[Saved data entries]
════════════════════

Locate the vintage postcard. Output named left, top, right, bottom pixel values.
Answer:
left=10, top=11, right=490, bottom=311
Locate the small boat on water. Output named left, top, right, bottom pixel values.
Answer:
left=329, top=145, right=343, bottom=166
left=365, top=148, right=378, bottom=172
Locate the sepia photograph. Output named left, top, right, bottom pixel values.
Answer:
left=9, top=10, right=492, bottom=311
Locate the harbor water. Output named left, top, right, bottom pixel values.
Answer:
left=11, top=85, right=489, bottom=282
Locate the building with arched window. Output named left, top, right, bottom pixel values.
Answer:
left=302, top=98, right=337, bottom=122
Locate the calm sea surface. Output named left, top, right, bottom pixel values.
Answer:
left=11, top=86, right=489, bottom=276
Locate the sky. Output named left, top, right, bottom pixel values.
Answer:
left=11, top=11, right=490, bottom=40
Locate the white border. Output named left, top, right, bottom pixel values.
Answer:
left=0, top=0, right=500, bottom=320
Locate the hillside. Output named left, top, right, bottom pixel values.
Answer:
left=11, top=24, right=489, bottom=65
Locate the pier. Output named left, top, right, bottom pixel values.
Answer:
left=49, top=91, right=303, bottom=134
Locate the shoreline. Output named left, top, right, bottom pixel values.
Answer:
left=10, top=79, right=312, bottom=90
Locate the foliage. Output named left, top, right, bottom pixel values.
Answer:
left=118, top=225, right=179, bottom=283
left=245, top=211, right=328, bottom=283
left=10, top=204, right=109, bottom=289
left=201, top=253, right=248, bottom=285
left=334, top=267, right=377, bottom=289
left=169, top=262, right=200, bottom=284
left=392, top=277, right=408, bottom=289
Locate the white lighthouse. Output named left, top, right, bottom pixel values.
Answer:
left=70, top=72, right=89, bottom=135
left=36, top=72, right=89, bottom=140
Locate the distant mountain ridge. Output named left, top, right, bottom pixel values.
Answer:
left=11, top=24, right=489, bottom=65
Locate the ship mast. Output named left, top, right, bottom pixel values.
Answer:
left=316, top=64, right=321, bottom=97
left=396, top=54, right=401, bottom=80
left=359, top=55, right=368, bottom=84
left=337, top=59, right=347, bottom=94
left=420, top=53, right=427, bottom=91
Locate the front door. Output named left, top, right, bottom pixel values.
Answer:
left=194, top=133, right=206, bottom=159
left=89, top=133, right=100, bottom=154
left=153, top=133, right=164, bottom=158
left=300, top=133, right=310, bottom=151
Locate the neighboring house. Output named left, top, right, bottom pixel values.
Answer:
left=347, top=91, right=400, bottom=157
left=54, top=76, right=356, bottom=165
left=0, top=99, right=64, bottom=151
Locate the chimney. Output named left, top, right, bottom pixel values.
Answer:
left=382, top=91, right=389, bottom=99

════════════════════

Exercise
Return the lines from the one containing "Locate the sky." through the one containing "left=300, top=133, right=310, bottom=151", inclusive, reproduced exactly.

Complete output
Locate the sky. Output named left, top, right, bottom pixel values.
Answer:
left=11, top=11, right=490, bottom=40
Locate the white border. Output named left, top, right, bottom pixel values.
Answer:
left=0, top=0, right=500, bottom=320
Locate the hillside. Output named left, top, right, bottom pixel values.
Answer:
left=11, top=24, right=489, bottom=65
Locate the pier. Output named left, top, right, bottom pixel values.
Answer:
left=49, top=91, right=303, bottom=134
Locate the shoreline. Output named left, top, right, bottom pixel values.
Answer:
left=10, top=79, right=312, bottom=90
Locate the foliage. Output named left, top, right, bottom pixel values.
Answer:
left=118, top=225, right=179, bottom=283
left=245, top=211, right=328, bottom=283
left=10, top=204, right=109, bottom=289
left=201, top=253, right=248, bottom=285
left=334, top=267, right=377, bottom=289
left=169, top=262, right=200, bottom=284
left=392, top=277, right=408, bottom=289
Locate the white lighthouse. Output named left, top, right, bottom pixel values.
Answer:
left=70, top=72, right=89, bottom=135
left=36, top=72, right=89, bottom=140
Locate the distant mountain ridge. Output named left, top, right, bottom pixel values.
Answer:
left=11, top=24, right=489, bottom=65
Locate the ship mast. Output named left, top, right, bottom pixel values.
Answer:
left=316, top=64, right=321, bottom=97
left=396, top=54, right=401, bottom=80
left=359, top=55, right=368, bottom=84
left=337, top=59, right=347, bottom=94
left=420, top=53, right=427, bottom=91
Locate the front door. Output named left, top, right, bottom pixel values.
Answer:
left=194, top=133, right=206, bottom=159
left=89, top=133, right=100, bottom=154
left=153, top=133, right=164, bottom=158
left=300, top=133, right=310, bottom=151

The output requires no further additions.